Given entries

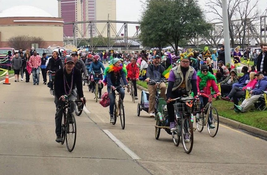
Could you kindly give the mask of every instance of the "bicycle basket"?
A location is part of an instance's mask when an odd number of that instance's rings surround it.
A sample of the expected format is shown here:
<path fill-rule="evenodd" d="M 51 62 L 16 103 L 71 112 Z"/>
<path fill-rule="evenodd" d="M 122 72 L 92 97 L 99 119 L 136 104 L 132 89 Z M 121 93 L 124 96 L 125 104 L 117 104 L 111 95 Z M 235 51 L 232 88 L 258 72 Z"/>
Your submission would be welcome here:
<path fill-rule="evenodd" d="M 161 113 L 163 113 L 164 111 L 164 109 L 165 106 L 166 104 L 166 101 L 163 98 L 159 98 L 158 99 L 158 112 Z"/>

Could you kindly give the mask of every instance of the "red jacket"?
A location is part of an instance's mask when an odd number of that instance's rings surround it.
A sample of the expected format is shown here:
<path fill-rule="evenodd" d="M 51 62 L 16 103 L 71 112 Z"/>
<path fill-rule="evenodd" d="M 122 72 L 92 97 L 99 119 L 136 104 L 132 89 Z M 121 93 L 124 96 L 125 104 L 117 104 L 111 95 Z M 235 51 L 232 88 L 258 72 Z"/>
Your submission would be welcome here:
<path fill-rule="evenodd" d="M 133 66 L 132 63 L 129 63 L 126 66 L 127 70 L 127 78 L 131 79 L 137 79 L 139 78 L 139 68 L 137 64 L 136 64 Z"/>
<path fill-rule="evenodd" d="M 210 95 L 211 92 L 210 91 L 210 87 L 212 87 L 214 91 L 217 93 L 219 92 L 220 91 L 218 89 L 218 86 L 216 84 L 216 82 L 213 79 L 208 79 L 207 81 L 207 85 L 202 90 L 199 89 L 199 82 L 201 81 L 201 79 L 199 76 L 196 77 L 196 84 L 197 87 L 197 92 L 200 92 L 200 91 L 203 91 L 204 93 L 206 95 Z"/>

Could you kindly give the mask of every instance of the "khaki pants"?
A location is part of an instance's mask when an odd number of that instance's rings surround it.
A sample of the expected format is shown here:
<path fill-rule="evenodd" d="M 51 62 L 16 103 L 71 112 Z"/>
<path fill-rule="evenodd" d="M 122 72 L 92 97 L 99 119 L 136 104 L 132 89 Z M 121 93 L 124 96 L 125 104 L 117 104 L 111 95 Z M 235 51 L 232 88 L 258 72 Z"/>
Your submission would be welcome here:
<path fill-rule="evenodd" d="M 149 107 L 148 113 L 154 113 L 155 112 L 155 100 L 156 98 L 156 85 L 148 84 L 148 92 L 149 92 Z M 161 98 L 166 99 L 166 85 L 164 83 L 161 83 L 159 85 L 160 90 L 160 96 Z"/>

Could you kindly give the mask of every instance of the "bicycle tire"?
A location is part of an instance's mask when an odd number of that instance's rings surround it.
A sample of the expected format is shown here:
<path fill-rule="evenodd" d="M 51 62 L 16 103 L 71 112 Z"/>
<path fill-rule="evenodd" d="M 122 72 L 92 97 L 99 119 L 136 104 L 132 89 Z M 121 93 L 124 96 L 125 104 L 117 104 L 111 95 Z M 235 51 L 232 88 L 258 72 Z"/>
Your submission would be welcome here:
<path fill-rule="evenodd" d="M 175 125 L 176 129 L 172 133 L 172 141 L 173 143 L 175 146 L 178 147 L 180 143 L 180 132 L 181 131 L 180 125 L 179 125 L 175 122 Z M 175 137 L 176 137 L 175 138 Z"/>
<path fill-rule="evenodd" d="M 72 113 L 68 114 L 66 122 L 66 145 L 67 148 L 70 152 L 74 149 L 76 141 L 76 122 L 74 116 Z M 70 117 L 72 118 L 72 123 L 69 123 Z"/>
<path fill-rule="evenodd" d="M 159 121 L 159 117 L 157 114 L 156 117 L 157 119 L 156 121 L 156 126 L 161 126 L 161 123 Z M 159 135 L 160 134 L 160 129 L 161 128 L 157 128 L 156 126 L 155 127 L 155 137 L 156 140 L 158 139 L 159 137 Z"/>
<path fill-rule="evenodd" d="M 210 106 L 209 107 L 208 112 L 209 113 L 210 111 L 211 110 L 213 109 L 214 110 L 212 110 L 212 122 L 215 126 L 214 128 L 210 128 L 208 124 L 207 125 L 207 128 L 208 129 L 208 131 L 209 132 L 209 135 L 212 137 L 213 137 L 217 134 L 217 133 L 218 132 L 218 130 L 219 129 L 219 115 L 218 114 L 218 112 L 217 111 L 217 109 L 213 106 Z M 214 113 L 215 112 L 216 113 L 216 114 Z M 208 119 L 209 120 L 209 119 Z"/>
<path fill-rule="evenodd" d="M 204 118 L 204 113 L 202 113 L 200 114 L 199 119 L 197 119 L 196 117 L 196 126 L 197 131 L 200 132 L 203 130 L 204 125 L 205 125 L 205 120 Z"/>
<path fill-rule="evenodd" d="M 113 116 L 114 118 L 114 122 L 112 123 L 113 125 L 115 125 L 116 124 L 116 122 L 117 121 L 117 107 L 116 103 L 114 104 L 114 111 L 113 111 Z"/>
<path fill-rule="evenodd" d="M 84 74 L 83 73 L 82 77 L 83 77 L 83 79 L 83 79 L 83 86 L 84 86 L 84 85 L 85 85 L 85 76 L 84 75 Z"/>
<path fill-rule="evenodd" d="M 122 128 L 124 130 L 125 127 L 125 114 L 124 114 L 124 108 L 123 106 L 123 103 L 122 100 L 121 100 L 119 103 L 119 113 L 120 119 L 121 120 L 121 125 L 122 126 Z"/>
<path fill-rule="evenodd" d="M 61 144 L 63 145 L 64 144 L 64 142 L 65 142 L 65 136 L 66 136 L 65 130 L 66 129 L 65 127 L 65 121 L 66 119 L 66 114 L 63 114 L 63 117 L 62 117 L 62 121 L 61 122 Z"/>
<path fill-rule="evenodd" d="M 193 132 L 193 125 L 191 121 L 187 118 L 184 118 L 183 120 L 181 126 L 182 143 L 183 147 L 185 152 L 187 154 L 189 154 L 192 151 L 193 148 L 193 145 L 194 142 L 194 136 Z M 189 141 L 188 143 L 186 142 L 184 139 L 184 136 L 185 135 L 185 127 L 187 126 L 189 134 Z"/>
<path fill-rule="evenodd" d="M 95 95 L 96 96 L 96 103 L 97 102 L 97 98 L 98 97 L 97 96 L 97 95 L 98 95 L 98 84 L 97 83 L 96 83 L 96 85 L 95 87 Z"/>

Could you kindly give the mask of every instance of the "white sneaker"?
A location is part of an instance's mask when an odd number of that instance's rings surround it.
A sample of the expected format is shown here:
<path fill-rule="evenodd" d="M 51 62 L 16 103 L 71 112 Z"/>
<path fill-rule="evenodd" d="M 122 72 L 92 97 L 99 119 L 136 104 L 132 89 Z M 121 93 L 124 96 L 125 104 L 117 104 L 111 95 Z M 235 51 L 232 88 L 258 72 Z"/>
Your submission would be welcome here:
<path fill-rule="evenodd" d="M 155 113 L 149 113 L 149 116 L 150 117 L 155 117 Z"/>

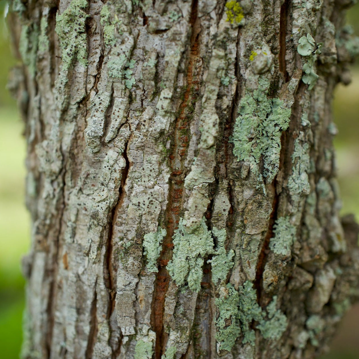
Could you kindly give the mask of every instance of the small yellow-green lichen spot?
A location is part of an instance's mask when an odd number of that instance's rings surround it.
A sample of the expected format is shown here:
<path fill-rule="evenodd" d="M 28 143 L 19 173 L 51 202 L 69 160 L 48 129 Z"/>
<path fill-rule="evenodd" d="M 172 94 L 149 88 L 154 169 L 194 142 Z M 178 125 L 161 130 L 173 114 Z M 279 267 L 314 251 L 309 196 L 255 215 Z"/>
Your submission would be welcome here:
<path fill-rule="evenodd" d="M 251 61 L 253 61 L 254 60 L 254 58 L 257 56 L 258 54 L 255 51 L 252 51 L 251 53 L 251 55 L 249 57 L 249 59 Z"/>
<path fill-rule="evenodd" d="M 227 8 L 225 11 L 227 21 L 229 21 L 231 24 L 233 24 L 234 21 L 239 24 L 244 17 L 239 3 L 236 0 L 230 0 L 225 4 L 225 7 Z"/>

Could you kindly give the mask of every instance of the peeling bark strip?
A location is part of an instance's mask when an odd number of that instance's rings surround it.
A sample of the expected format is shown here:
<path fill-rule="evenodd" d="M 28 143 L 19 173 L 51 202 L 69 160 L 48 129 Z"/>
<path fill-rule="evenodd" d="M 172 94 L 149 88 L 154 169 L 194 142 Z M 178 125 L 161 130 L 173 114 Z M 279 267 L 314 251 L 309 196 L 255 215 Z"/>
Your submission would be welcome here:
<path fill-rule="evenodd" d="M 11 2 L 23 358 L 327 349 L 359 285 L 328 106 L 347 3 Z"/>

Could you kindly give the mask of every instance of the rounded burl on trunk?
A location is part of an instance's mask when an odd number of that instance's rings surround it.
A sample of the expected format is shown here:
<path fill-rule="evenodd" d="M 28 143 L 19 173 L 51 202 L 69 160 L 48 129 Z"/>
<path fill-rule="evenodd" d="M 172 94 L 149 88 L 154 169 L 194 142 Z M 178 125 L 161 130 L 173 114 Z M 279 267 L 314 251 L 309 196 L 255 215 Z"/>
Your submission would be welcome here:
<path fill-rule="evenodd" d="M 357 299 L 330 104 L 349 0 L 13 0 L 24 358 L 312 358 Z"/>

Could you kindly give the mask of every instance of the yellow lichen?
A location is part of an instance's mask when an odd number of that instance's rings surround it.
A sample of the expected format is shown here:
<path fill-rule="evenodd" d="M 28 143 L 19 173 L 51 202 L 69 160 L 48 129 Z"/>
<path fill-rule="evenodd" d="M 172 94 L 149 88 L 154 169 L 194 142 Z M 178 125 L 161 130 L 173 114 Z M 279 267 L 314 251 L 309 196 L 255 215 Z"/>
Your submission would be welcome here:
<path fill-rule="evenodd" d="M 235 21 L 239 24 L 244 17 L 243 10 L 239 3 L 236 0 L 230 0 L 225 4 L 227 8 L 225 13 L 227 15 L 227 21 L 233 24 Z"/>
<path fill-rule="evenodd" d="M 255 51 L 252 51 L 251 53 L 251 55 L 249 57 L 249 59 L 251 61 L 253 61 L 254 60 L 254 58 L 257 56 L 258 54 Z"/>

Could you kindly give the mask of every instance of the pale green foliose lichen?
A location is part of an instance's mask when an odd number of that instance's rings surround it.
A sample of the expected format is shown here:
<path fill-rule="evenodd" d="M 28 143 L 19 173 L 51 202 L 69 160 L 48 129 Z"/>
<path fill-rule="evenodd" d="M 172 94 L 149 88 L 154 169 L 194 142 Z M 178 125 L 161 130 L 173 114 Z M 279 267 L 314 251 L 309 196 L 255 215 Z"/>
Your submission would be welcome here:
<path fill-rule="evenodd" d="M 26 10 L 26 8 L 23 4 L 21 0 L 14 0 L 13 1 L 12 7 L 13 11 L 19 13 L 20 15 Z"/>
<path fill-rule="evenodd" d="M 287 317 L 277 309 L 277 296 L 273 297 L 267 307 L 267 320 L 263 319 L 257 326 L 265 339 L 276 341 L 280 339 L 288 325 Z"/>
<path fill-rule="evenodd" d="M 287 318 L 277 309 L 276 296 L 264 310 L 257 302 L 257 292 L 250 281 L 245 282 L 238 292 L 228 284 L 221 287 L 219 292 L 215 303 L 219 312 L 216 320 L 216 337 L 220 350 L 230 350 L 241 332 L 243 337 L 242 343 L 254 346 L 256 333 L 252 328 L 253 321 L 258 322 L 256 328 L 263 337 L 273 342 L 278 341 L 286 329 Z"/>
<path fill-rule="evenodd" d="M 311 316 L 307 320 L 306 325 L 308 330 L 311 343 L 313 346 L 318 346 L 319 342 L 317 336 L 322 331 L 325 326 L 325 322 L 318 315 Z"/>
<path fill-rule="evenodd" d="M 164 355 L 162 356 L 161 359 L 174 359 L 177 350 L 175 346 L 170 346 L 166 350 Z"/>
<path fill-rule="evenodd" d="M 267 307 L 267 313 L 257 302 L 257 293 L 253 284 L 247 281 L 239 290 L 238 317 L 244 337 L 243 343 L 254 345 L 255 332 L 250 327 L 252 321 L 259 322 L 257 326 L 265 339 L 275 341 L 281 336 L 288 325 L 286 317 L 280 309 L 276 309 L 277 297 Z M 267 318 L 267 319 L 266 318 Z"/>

Task details
Reproduce the data above from its start up to and including the line with "161 113 L 163", keeping every line and shifting each coordinate in the answers by adding 31. Leave the pictures out.

Written response
Could you kindly give the mask of every instance of the "bicycle basket"?
A location is part of an instance's mask when an odd number of that instance's rings surround it.
A sample of the expected format is shown here:
<path fill-rule="evenodd" d="M 51 62 L 16 103 L 71 112 Z"/>
<path fill-rule="evenodd" d="M 122 72 L 92 97 L 99 119 L 136 104 L 132 89 Z M 121 93 L 124 96 L 125 104 L 117 104 L 111 95 Z M 235 51 L 232 88 L 258 72 Z"/>
Your submission would be welcome here:
<path fill-rule="evenodd" d="M 192 144 L 194 144 L 195 142 L 195 140 L 196 137 L 197 135 L 197 132 L 194 129 L 190 129 L 189 130 L 189 143 Z"/>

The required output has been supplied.